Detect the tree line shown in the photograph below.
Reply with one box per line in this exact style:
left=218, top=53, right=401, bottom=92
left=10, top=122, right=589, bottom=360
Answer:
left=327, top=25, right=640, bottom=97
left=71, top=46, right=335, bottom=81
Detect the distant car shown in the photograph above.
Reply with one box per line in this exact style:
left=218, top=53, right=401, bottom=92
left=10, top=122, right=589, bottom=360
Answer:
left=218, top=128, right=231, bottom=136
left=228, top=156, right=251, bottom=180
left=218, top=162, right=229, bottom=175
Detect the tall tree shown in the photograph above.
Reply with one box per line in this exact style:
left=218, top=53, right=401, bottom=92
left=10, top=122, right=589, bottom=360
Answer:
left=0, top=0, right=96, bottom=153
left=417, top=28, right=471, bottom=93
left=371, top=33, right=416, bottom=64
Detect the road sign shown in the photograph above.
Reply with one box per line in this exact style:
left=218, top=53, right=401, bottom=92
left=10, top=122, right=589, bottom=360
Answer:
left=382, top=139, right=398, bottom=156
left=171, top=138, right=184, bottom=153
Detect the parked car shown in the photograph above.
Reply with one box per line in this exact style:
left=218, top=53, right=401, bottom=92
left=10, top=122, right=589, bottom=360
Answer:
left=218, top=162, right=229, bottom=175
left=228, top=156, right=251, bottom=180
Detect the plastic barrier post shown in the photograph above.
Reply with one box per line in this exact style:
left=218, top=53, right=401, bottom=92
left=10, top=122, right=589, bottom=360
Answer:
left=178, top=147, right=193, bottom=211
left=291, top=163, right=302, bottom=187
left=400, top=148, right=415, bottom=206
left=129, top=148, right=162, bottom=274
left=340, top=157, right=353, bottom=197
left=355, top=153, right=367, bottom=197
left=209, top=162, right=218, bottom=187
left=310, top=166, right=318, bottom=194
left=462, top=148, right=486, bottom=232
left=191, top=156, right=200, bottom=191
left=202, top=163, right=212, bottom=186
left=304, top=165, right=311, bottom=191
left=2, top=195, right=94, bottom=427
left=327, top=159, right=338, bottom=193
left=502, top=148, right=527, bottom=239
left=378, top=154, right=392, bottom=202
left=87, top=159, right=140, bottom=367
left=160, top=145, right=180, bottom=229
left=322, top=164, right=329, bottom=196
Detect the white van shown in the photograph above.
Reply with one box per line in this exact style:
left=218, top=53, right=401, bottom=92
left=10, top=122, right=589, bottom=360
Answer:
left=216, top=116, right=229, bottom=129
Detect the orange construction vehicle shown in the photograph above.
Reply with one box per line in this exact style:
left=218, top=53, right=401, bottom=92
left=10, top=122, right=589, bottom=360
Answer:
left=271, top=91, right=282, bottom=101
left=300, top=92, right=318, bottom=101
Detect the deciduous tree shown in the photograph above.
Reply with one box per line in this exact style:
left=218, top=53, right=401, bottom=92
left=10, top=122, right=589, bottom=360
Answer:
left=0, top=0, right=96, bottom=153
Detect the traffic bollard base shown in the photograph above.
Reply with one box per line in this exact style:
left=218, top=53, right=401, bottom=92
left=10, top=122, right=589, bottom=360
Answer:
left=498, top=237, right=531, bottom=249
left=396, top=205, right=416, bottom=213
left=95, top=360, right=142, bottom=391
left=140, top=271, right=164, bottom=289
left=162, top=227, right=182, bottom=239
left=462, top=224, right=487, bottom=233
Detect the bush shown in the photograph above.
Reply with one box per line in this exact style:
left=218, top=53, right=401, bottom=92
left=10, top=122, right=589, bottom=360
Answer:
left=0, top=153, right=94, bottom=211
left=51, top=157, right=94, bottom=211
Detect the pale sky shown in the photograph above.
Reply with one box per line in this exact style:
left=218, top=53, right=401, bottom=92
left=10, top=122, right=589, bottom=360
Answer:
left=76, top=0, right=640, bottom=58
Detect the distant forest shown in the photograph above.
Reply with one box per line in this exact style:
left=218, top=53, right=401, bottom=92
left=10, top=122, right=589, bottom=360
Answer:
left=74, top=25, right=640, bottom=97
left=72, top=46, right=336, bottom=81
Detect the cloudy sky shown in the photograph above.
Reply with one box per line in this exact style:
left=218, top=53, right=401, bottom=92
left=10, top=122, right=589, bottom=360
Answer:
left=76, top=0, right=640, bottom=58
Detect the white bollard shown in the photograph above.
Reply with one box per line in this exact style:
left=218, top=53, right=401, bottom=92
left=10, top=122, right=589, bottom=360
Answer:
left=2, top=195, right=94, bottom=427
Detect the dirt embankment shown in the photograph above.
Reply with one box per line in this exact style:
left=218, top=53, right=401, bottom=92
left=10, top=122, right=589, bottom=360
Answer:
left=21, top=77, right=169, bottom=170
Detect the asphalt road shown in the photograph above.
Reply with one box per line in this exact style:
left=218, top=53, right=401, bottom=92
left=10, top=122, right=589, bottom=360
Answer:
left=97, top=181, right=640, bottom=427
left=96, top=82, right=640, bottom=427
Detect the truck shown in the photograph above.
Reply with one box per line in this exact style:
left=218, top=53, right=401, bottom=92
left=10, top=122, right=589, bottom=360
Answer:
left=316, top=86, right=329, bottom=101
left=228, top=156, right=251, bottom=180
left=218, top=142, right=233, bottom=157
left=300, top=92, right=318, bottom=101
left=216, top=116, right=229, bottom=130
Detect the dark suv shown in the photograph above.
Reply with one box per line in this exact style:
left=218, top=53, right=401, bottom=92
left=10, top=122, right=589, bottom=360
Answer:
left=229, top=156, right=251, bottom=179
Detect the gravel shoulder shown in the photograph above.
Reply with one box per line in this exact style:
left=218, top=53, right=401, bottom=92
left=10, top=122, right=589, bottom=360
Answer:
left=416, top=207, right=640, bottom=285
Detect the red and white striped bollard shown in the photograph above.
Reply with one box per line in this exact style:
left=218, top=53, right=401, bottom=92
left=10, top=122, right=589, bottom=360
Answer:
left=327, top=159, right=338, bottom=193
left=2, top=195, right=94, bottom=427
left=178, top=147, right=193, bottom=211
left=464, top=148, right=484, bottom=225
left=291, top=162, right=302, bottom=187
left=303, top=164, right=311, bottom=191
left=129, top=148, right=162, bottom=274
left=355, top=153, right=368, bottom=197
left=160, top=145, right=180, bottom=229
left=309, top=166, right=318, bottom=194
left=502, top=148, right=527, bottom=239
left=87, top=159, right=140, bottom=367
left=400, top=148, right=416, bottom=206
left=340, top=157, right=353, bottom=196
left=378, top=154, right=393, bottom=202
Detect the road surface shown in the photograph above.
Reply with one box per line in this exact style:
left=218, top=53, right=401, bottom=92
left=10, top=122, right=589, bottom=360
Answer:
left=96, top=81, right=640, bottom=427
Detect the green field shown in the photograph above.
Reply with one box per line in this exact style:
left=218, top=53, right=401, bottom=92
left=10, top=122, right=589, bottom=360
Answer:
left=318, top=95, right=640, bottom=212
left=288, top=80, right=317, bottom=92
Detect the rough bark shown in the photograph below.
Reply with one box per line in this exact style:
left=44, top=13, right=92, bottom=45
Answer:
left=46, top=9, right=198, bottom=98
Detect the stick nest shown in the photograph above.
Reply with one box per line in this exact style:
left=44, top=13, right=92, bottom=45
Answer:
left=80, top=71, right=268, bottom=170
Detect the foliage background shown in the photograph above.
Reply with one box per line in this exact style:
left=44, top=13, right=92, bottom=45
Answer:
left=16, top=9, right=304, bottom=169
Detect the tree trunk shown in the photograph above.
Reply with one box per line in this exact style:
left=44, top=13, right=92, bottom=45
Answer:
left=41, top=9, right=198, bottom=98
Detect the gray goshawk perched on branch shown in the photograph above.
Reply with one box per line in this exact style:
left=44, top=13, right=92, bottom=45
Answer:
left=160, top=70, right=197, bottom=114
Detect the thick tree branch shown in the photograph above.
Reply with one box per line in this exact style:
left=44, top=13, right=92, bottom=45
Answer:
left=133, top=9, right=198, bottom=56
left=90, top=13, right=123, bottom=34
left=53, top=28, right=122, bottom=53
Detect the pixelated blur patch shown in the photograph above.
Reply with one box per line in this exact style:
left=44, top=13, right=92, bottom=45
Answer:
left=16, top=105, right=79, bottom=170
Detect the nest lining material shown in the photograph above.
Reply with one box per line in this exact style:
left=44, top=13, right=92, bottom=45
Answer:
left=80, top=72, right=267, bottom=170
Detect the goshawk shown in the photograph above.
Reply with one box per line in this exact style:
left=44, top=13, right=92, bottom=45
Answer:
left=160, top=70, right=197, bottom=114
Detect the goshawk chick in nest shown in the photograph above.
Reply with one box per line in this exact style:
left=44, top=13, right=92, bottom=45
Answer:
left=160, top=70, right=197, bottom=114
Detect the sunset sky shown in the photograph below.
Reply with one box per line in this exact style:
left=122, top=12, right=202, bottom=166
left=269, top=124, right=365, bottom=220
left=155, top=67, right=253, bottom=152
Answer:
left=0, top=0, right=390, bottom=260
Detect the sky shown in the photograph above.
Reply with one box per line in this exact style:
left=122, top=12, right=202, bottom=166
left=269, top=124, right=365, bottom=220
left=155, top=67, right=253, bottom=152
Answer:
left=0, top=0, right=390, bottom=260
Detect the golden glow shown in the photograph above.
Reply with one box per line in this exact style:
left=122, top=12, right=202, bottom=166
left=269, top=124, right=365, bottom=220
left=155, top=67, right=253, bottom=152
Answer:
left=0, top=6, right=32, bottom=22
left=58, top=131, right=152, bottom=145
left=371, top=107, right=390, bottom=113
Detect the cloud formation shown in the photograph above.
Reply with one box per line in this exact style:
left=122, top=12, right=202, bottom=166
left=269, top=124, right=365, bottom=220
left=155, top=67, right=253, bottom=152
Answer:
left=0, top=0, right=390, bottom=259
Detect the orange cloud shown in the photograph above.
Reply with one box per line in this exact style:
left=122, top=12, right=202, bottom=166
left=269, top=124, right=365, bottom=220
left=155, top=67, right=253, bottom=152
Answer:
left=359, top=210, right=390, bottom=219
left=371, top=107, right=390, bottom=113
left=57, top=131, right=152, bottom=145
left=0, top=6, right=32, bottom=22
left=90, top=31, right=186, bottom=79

+++++

AIM
Copy the items word for word, starting at the very first line and ending at the line that contains "left=71, top=46, right=335, bottom=81", including both of those lines.

ANSWER TO THIS TASK
Detect the tree line shown in the photograph below.
Reply with one box per line in this exact style:
left=218, top=53, right=401, bottom=92
left=10, top=122, right=589, bottom=360
Answer:
left=327, top=25, right=640, bottom=97
left=71, top=46, right=335, bottom=81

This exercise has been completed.